Problem requirements = Transcribe every line of the records below exactly, leaving out the pictures.

====== Provided records

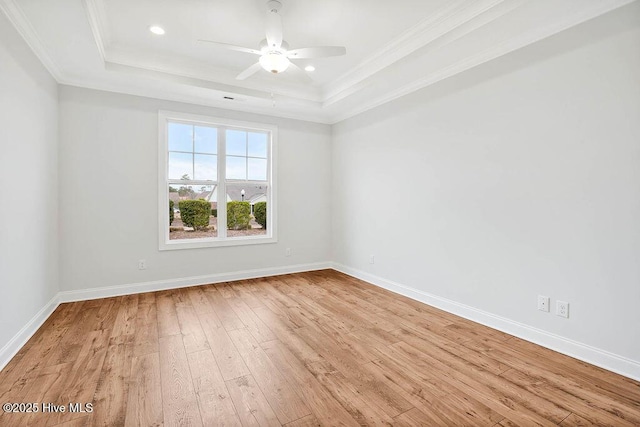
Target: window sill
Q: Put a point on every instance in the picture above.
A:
(215, 243)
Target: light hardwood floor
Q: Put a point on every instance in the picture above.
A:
(307, 349)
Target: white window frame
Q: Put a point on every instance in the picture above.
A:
(222, 124)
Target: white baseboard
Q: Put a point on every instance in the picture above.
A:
(595, 356)
(182, 282)
(612, 362)
(20, 339)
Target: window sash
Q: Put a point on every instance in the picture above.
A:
(221, 125)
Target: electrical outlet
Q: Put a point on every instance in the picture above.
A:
(543, 303)
(562, 309)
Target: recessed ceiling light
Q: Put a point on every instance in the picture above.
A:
(156, 30)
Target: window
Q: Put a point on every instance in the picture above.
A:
(216, 182)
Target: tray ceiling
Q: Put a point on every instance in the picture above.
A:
(393, 48)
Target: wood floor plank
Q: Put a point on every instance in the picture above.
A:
(81, 382)
(192, 333)
(199, 299)
(574, 420)
(375, 391)
(308, 421)
(146, 337)
(125, 323)
(166, 311)
(110, 397)
(316, 348)
(179, 401)
(282, 397)
(319, 400)
(214, 400)
(225, 313)
(256, 327)
(253, 408)
(144, 399)
(225, 353)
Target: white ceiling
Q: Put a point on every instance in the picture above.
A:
(393, 47)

============

Completed task =
Target: window sill
Q: Put a point on every instance in the picture above.
A:
(215, 243)
Target: light hardwood floor
Q: Put a point on every instance in the picture above.
A:
(307, 349)
Target: white window frame
Q: Put a point on every instance in the picture above.
A:
(222, 124)
Target: white baseboard
Q: Put a point on every instance in the picture above.
A:
(595, 356)
(182, 282)
(612, 362)
(20, 339)
Target: window sash
Q: Put a point on every instance in the picture above.
A:
(221, 125)
Target: electrical outlet
Q: Put a point on every instance in the picture above.
A:
(543, 303)
(562, 309)
Target: recessed ceiling light
Q: Put a point on every instance in the picture above.
A:
(156, 30)
Target: window
Q: Put a point on every instance in the picture above.
A:
(216, 182)
Target: tray ceiling
Q: Put a point on every instance in the picture above.
A:
(393, 48)
Target: wood floor plank
Q: Put a point on every instance in the picture above.
A:
(81, 382)
(192, 333)
(199, 299)
(574, 420)
(375, 391)
(308, 421)
(146, 337)
(125, 323)
(166, 311)
(110, 397)
(316, 348)
(179, 401)
(282, 397)
(319, 400)
(214, 400)
(225, 313)
(256, 327)
(253, 408)
(144, 399)
(225, 353)
Target: white ceiling
Q: Put a point on every instance in the picture above.
A:
(393, 47)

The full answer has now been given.